What the task asks: Report how many of the lines below contain the word "pant". Give only the number.
───── Data for this exercise
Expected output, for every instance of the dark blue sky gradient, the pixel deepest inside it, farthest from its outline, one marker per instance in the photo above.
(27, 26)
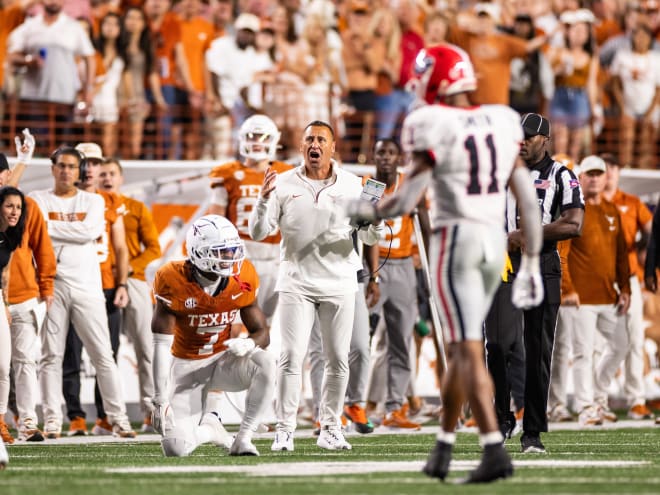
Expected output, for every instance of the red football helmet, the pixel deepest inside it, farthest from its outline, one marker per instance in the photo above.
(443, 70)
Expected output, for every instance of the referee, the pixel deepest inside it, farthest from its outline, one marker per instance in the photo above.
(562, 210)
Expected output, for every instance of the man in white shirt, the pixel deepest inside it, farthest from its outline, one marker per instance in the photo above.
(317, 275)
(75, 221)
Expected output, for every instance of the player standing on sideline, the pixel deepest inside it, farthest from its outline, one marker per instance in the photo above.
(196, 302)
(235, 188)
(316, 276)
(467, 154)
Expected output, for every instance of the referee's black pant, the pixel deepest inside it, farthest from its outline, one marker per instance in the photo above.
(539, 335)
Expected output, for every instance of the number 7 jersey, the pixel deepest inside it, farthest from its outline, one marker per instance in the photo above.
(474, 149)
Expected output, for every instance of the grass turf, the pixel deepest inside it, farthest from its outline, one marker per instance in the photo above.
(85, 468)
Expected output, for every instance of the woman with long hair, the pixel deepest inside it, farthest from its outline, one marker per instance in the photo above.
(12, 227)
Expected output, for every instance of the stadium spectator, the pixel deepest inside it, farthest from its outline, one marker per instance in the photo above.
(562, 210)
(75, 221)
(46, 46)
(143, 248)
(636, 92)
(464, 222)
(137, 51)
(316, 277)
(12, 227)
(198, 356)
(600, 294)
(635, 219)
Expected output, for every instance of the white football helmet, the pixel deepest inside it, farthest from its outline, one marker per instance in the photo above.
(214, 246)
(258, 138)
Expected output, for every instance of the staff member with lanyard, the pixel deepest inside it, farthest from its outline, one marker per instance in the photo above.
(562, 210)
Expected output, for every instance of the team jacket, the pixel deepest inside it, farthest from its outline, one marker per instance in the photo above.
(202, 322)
──────────
───── Data for this exercise
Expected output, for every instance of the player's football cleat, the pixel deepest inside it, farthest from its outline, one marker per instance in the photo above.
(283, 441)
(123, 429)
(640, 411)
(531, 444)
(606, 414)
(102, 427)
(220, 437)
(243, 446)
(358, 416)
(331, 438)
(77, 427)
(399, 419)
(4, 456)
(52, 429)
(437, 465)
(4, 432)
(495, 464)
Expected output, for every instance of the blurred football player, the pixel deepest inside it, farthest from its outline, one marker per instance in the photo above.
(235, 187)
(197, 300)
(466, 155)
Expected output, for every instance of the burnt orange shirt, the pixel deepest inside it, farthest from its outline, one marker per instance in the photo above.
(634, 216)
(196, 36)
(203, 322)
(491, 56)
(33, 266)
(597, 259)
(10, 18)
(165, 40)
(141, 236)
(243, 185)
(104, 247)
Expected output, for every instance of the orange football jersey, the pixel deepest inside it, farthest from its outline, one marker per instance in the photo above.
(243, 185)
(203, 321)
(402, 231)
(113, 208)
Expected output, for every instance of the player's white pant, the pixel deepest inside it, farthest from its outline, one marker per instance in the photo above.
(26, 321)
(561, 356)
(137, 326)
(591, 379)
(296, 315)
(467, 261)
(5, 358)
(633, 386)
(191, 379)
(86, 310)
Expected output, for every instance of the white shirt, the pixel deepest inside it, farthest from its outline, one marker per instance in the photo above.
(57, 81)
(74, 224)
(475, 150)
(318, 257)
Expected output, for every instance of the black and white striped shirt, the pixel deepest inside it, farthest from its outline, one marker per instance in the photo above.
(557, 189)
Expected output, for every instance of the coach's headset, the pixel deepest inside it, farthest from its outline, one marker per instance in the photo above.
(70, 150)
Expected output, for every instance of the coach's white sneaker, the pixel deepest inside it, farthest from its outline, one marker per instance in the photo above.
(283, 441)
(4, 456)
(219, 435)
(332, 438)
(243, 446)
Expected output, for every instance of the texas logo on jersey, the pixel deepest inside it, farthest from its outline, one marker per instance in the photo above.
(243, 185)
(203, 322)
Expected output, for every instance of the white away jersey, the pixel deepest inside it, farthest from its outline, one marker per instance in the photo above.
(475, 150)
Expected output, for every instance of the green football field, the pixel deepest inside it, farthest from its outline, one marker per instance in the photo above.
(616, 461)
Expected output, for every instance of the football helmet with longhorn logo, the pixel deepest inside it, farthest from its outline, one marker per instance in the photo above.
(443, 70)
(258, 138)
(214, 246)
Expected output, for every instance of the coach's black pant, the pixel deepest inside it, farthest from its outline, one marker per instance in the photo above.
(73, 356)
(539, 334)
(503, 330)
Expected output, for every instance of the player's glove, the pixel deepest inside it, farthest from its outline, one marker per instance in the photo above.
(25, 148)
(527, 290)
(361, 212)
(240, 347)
──────────
Solution to this exercise: 3